> _STATED EXERCISE_:
Copy out every line of the listing below word for word, leaving out the pictures.
# START OF INPUT MATERIAL
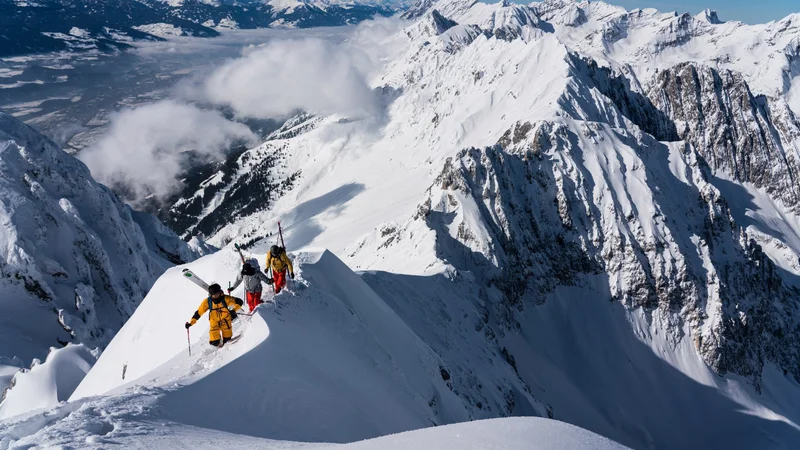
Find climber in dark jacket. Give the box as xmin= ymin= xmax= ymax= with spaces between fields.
xmin=228 ymin=260 xmax=272 ymax=312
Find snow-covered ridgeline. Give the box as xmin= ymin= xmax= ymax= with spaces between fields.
xmin=0 ymin=113 xmax=207 ymax=400
xmin=172 ymin=2 xmax=800 ymax=446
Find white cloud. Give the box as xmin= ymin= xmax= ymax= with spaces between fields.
xmin=79 ymin=100 xmax=256 ymax=202
xmin=183 ymin=19 xmax=401 ymax=118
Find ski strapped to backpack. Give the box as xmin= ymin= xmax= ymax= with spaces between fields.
xmin=183 ymin=269 xmax=208 ymax=292
xmin=233 ymin=243 xmax=245 ymax=264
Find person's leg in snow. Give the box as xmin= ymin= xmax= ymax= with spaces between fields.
xmin=247 ymin=291 xmax=264 ymax=312
xmin=208 ymin=325 xmax=219 ymax=347
xmin=220 ymin=320 xmax=233 ymax=344
xmin=272 ymin=269 xmax=286 ymax=294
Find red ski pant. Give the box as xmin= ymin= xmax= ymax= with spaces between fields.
xmin=247 ymin=291 xmax=264 ymax=312
xmin=272 ymin=269 xmax=286 ymax=294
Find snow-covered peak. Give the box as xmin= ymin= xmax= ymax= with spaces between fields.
xmin=694 ymin=9 xmax=725 ymax=25
xmin=406 ymin=9 xmax=458 ymax=39
xmin=0 ymin=113 xmax=202 ymax=398
xmin=267 ymin=0 xmax=310 ymax=12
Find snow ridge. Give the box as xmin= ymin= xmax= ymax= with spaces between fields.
xmin=0 ymin=113 xmax=198 ymax=387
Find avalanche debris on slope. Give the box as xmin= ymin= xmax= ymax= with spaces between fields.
xmin=0 ymin=113 xmax=197 ymax=416
xmin=164 ymin=1 xmax=800 ymax=447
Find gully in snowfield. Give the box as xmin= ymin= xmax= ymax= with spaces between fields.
xmin=267 ymin=245 xmax=294 ymax=294
xmin=228 ymin=259 xmax=272 ymax=312
xmin=186 ymin=284 xmax=244 ymax=346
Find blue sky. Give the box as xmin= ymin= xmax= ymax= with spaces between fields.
xmin=605 ymin=0 xmax=800 ymax=24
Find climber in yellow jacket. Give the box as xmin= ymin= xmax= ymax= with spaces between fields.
xmin=266 ymin=245 xmax=294 ymax=294
xmin=186 ymin=284 xmax=244 ymax=346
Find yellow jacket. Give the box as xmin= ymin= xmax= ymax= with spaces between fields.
xmin=189 ymin=295 xmax=244 ymax=330
xmin=267 ymin=252 xmax=294 ymax=273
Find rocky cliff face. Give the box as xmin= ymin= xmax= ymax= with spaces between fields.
xmin=0 ymin=114 xmax=199 ymax=360
xmin=648 ymin=63 xmax=800 ymax=212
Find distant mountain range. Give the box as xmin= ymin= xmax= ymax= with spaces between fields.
xmin=0 ymin=0 xmax=398 ymax=57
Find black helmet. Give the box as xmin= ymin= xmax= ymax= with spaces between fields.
xmin=242 ymin=263 xmax=256 ymax=276
xmin=208 ymin=283 xmax=222 ymax=297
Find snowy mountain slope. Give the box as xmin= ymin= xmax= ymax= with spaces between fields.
xmin=139 ymin=2 xmax=800 ymax=448
xmin=648 ymin=63 xmax=800 ymax=214
xmin=0 ymin=251 xmax=624 ymax=449
xmin=0 ymin=344 xmax=99 ymax=419
xmin=71 ymin=252 xmax=544 ymax=442
xmin=0 ymin=114 xmax=198 ymax=404
xmin=0 ymin=404 xmax=626 ymax=450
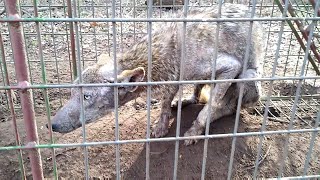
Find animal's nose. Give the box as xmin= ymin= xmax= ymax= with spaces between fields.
xmin=46 ymin=124 xmax=58 ymax=131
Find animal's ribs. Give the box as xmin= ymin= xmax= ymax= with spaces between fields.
xmin=275 ymin=0 xmax=320 ymax=75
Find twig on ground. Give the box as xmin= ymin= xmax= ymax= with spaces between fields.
xmin=245 ymin=144 xmax=271 ymax=170
xmin=46 ymin=148 xmax=76 ymax=161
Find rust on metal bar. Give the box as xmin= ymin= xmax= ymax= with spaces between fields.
xmin=309 ymin=0 xmax=320 ymax=16
xmin=67 ymin=0 xmax=78 ymax=80
xmin=5 ymin=0 xmax=43 ymax=179
xmin=0 ymin=32 xmax=26 ymax=179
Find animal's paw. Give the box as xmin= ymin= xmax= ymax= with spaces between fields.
xmin=151 ymin=122 xmax=168 ymax=138
xmin=184 ymin=127 xmax=202 ymax=146
xmin=171 ymin=97 xmax=198 ymax=109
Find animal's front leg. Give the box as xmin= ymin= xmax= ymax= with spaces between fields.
xmin=184 ymin=56 xmax=241 ymax=145
xmin=171 ymin=84 xmax=204 ymax=108
xmin=152 ymin=86 xmax=178 ymax=138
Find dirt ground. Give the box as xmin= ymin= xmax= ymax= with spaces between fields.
xmin=0 ymin=95 xmax=320 ymax=179
xmin=0 ymin=1 xmax=320 ymax=179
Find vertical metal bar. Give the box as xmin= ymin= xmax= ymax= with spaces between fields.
xmin=112 ymin=0 xmax=121 ymax=180
xmin=49 ymin=1 xmax=63 ymax=105
xmin=67 ymin=0 xmax=78 ymax=80
xmin=146 ymin=0 xmax=152 ymax=180
xmin=5 ymin=0 xmax=43 ymax=180
xmin=201 ymin=0 xmax=223 ymax=180
xmin=0 ymin=32 xmax=26 ymax=179
xmin=302 ymin=112 xmax=320 ymax=177
xmin=278 ymin=1 xmax=320 ymax=177
xmin=91 ymin=0 xmax=98 ymax=61
xmin=33 ymin=0 xmax=58 ymax=179
xmin=73 ymin=1 xmax=89 ymax=180
xmin=253 ymin=0 xmax=289 ymax=179
xmin=133 ymin=0 xmax=136 ymax=42
xmin=228 ymin=0 xmax=257 ymax=179
xmin=16 ymin=0 xmax=37 ymax=111
xmin=106 ymin=1 xmax=111 ymax=56
xmin=60 ymin=0 xmax=73 ymax=83
xmin=173 ymin=0 xmax=188 ymax=180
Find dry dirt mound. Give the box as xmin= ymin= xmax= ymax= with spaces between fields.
xmin=0 ymin=99 xmax=320 ymax=179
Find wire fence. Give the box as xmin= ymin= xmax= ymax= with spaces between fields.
xmin=0 ymin=0 xmax=320 ymax=179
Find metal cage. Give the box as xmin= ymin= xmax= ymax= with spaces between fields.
xmin=0 ymin=0 xmax=320 ymax=179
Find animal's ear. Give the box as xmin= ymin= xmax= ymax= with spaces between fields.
xmin=97 ymin=54 xmax=110 ymax=66
xmin=117 ymin=67 xmax=145 ymax=92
# END OF INPUT MATERIAL
> _RESULT FOR THIS TASK_:
Find climber in dark jacket. Give the box as xmin= ymin= xmax= ymax= with spaces between fields.
xmin=228 ymin=260 xmax=272 ymax=312
Find snow-covered ridgeline. Give the box as xmin= ymin= xmax= ymax= with spaces between fields.
xmin=0 ymin=113 xmax=207 ymax=400
xmin=172 ymin=2 xmax=800 ymax=446
Find white cloud. Give the box as xmin= ymin= xmax= ymax= with spaces between fields.
xmin=79 ymin=100 xmax=256 ymax=202
xmin=183 ymin=19 xmax=401 ymax=118
Find ski strapped to backpack. Give the box as xmin= ymin= xmax= ymax= with spaces between fields.
xmin=183 ymin=269 xmax=208 ymax=292
xmin=233 ymin=243 xmax=245 ymax=264
Find person's leg in snow. Give the box as xmin= ymin= xmax= ymax= with spaces between fields.
xmin=247 ymin=291 xmax=264 ymax=312
xmin=208 ymin=325 xmax=219 ymax=347
xmin=220 ymin=320 xmax=233 ymax=344
xmin=272 ymin=269 xmax=286 ymax=294
Find red ski pant. Give the box as xmin= ymin= xmax= ymax= with spaces between fields.
xmin=247 ymin=291 xmax=264 ymax=312
xmin=272 ymin=269 xmax=286 ymax=294
Find snow-covered peak. Give the box as xmin= ymin= xmax= ymax= with spaces between fields.
xmin=694 ymin=9 xmax=725 ymax=25
xmin=406 ymin=9 xmax=458 ymax=39
xmin=0 ymin=113 xmax=202 ymax=398
xmin=267 ymin=0 xmax=310 ymax=12
Find snow ridge. Give the box as xmin= ymin= xmax= ymax= with spaces between fields.
xmin=0 ymin=113 xmax=198 ymax=387
Find avalanche debris on slope. Give the box as xmin= ymin= xmax= ymax= with spaces between fields.
xmin=0 ymin=113 xmax=197 ymax=416
xmin=164 ymin=1 xmax=800 ymax=447
Find gully in snowfield. Give the box as xmin= ymin= xmax= ymax= with spaces between fields.
xmin=267 ymin=245 xmax=294 ymax=294
xmin=228 ymin=259 xmax=272 ymax=312
xmin=186 ymin=284 xmax=244 ymax=346
Find blue sky. Give the box as xmin= ymin= xmax= ymax= with spaces between fields.
xmin=605 ymin=0 xmax=800 ymax=24
Find climber in yellow jacket. Give the box as xmin= ymin= xmax= ymax= with spaces between fields.
xmin=266 ymin=245 xmax=294 ymax=294
xmin=186 ymin=284 xmax=244 ymax=346
Find yellow jacket. Give the box as xmin= ymin= xmax= ymax= with spaces between fields.
xmin=189 ymin=295 xmax=244 ymax=330
xmin=267 ymin=252 xmax=294 ymax=273
Find rocky cliff face. Give the box as xmin= ymin= xmax= ymax= with spaces between fields.
xmin=0 ymin=114 xmax=199 ymax=360
xmin=648 ymin=63 xmax=800 ymax=212
Find distant mountain range. Give the box as xmin= ymin= xmax= ymax= with spaces between fields.
xmin=0 ymin=0 xmax=398 ymax=57
Find black helmet. Give the box as xmin= ymin= xmax= ymax= with spaces between fields.
xmin=242 ymin=263 xmax=256 ymax=276
xmin=208 ymin=283 xmax=222 ymax=297
Find snowy mountain slope. Give the box as xmin= ymin= xmax= ymax= with spaces between fields.
xmin=139 ymin=2 xmax=800 ymax=448
xmin=648 ymin=63 xmax=800 ymax=214
xmin=0 ymin=251 xmax=624 ymax=449
xmin=0 ymin=344 xmax=99 ymax=419
xmin=71 ymin=252 xmax=544 ymax=442
xmin=0 ymin=114 xmax=198 ymax=404
xmin=0 ymin=404 xmax=626 ymax=450
Find animal's nose. Give the box as xmin= ymin= xmax= ymax= with spaces between fields.
xmin=46 ymin=124 xmax=58 ymax=131
Find animal's ribs. Give the box as xmin= ymin= xmax= ymax= with spaces between fields.
xmin=275 ymin=0 xmax=320 ymax=75
Find twig on ground. Give the box as xmin= ymin= xmax= ymax= with spaces between fields.
xmin=245 ymin=144 xmax=271 ymax=170
xmin=46 ymin=148 xmax=76 ymax=161
Find rust on metal bar. Give the box as xmin= ymin= xmax= ymax= with spaces between fields.
xmin=309 ymin=0 xmax=320 ymax=16
xmin=67 ymin=0 xmax=78 ymax=80
xmin=5 ymin=0 xmax=43 ymax=179
xmin=0 ymin=32 xmax=26 ymax=179
Find animal's paw. Give the box as xmin= ymin= xmax= ymax= with spaces between fields.
xmin=151 ymin=122 xmax=168 ymax=138
xmin=184 ymin=127 xmax=202 ymax=146
xmin=171 ymin=97 xmax=198 ymax=109
Find animal's front leg. Give the box as xmin= ymin= xmax= ymax= with spaces between fields.
xmin=184 ymin=56 xmax=241 ymax=145
xmin=171 ymin=84 xmax=204 ymax=108
xmin=152 ymin=86 xmax=178 ymax=138
Find dirt ground. Give the box as xmin= ymin= xmax= ymax= with spaces between fields.
xmin=0 ymin=95 xmax=320 ymax=179
xmin=0 ymin=1 xmax=320 ymax=179
Find vertical metal bar. Give the box as xmin= ymin= xmax= ymax= with spaces between fields.
xmin=112 ymin=0 xmax=121 ymax=180
xmin=49 ymin=1 xmax=63 ymax=105
xmin=67 ymin=0 xmax=78 ymax=80
xmin=146 ymin=0 xmax=152 ymax=180
xmin=5 ymin=0 xmax=43 ymax=180
xmin=201 ymin=0 xmax=223 ymax=180
xmin=0 ymin=32 xmax=26 ymax=179
xmin=302 ymin=112 xmax=320 ymax=177
xmin=278 ymin=1 xmax=320 ymax=177
xmin=91 ymin=0 xmax=98 ymax=61
xmin=33 ymin=0 xmax=58 ymax=179
xmin=73 ymin=1 xmax=89 ymax=180
xmin=253 ymin=0 xmax=289 ymax=179
xmin=133 ymin=0 xmax=136 ymax=42
xmin=228 ymin=0 xmax=257 ymax=179
xmin=16 ymin=0 xmax=37 ymax=111
xmin=106 ymin=1 xmax=111 ymax=56
xmin=60 ymin=0 xmax=73 ymax=83
xmin=173 ymin=0 xmax=188 ymax=180
Find dry dirt mound. Give the box as xmin= ymin= xmax= ymax= with spaces between fields.
xmin=0 ymin=99 xmax=320 ymax=179
Find wire fence. Give the box as xmin= ymin= xmax= ymax= with spaces between fields.
xmin=0 ymin=0 xmax=320 ymax=179
Find metal cage. Give the box as xmin= ymin= xmax= ymax= with spaces between fields.
xmin=0 ymin=0 xmax=320 ymax=179
Find animal's ear. Give the box as xmin= ymin= xmax= ymax= with spaces between fields.
xmin=97 ymin=54 xmax=110 ymax=66
xmin=117 ymin=67 xmax=145 ymax=92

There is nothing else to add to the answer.